'''

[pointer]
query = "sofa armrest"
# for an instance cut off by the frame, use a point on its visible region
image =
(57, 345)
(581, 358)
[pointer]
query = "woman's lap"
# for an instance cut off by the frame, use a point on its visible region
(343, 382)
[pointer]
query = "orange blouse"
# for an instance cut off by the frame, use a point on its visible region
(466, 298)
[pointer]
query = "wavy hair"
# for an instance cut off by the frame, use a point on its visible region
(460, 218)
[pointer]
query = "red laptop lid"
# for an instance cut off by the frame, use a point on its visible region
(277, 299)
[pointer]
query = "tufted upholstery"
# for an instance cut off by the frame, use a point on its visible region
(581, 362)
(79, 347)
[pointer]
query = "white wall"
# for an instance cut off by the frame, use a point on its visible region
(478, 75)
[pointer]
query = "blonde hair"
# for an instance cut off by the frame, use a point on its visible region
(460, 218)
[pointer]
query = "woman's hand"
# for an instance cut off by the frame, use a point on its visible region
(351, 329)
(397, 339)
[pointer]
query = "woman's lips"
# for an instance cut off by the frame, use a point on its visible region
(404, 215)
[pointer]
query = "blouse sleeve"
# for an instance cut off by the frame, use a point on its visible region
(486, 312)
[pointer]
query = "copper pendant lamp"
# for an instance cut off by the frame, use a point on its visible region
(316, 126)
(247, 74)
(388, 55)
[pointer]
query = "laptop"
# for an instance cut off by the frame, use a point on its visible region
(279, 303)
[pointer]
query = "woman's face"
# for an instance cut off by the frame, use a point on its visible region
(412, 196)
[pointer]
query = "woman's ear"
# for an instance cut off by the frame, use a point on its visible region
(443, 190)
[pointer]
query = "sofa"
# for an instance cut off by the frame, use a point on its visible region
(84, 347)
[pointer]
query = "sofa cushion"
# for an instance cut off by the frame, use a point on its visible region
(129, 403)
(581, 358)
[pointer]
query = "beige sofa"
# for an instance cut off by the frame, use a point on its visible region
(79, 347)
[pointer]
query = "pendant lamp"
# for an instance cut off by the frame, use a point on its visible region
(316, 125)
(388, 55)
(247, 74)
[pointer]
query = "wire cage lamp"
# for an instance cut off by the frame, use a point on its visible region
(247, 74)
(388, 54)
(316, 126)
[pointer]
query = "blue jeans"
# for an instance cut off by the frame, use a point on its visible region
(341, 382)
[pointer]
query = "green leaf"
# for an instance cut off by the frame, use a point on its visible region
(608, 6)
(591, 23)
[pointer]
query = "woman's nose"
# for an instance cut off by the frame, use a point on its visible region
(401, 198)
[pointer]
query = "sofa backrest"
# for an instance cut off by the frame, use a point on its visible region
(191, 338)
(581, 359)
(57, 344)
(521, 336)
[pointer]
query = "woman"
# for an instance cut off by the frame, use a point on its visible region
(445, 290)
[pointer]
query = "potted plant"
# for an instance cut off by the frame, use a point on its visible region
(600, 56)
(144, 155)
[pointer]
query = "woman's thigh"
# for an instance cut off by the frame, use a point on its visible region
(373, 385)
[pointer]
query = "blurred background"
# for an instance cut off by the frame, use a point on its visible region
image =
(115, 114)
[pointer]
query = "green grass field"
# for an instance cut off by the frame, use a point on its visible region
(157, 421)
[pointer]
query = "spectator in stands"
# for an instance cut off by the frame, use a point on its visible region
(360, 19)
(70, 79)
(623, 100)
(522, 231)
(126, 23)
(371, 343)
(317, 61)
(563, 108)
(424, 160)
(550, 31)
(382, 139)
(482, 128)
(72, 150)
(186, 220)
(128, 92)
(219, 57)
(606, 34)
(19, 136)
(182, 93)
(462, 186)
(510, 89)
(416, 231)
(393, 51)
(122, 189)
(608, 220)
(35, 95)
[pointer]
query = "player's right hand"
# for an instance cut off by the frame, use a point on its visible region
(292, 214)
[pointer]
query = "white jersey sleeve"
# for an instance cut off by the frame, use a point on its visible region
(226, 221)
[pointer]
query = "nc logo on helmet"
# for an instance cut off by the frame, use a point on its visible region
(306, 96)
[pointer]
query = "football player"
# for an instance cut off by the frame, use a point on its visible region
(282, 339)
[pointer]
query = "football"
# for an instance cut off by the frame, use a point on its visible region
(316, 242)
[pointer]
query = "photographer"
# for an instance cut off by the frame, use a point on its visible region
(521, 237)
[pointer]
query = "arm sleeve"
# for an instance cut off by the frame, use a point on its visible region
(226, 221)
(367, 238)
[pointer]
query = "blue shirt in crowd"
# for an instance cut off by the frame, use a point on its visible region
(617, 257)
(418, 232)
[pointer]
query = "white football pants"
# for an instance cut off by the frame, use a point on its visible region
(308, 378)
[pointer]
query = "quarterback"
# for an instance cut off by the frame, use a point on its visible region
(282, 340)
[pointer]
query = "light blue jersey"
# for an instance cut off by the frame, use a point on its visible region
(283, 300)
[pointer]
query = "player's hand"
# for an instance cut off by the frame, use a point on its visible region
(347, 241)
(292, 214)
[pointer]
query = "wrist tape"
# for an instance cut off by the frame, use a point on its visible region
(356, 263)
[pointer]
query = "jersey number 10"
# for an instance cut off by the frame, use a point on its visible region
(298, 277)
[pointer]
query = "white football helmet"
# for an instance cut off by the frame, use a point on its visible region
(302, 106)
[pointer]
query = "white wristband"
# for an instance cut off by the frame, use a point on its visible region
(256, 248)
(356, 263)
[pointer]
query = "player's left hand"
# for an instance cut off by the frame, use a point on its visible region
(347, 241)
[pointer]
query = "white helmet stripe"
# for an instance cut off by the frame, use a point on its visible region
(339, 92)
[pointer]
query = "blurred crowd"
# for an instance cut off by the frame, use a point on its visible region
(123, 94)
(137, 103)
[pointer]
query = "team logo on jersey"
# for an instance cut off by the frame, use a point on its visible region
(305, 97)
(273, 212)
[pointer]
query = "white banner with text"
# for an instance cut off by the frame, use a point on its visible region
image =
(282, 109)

'''
'''

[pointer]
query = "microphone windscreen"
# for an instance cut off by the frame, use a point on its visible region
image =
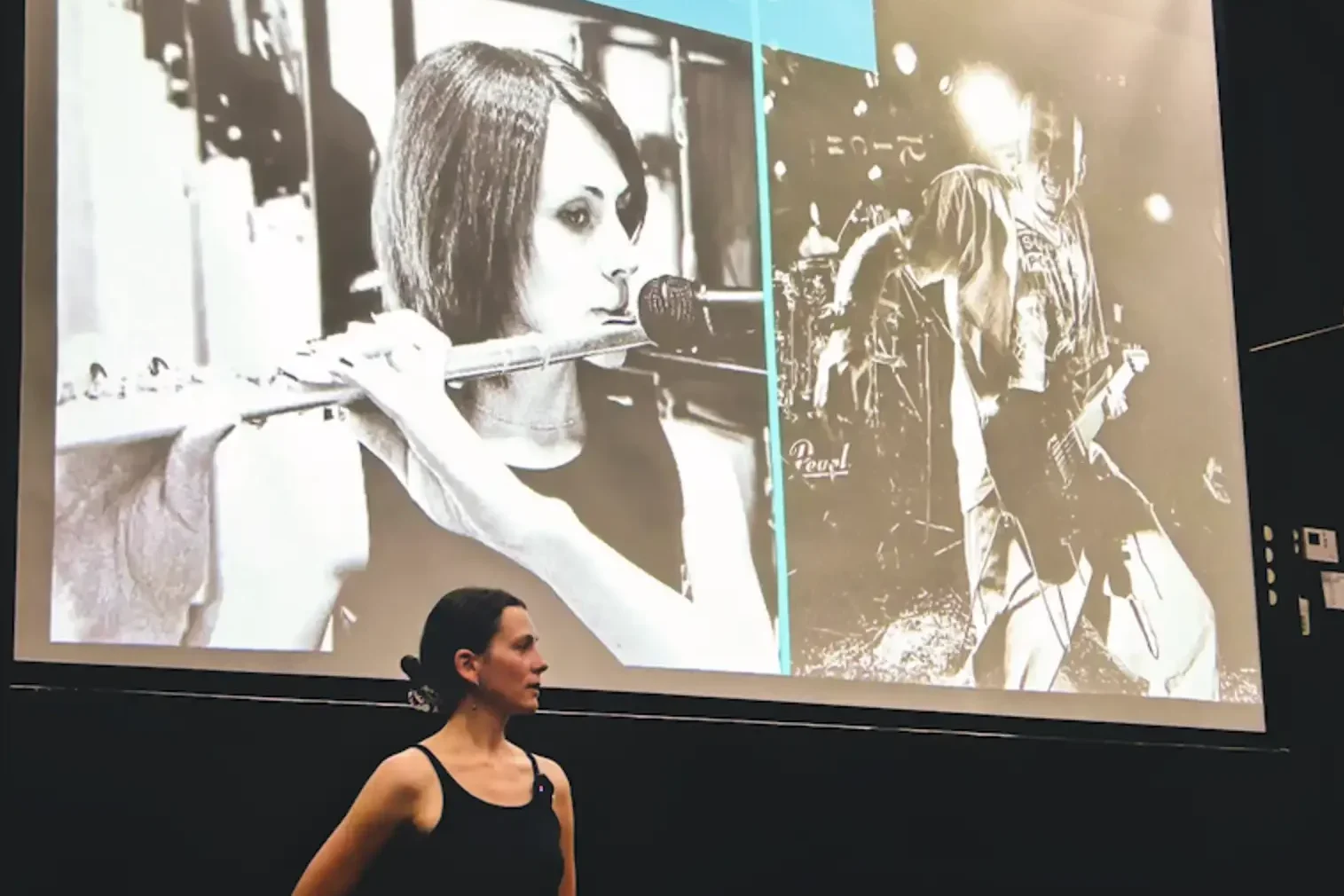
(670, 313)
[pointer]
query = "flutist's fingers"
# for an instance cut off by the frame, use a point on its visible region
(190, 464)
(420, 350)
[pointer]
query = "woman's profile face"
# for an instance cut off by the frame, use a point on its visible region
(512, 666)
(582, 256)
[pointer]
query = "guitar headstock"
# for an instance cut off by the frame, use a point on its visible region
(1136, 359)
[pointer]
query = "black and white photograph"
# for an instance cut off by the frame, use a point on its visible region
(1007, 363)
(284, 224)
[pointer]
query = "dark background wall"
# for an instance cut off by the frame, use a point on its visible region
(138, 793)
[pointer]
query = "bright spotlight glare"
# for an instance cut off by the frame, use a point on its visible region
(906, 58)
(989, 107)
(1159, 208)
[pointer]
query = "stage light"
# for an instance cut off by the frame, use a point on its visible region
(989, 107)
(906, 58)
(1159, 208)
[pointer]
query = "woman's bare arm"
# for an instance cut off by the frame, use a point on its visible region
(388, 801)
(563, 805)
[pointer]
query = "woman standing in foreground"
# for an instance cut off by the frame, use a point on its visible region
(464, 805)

'''

▶ _Instructions to follow_
Extract every line of the entries above that contains the word "wall", treating uppercase and lowercase as different.

▶ _Written solution_
query = "white wall"
query = "dark background wall"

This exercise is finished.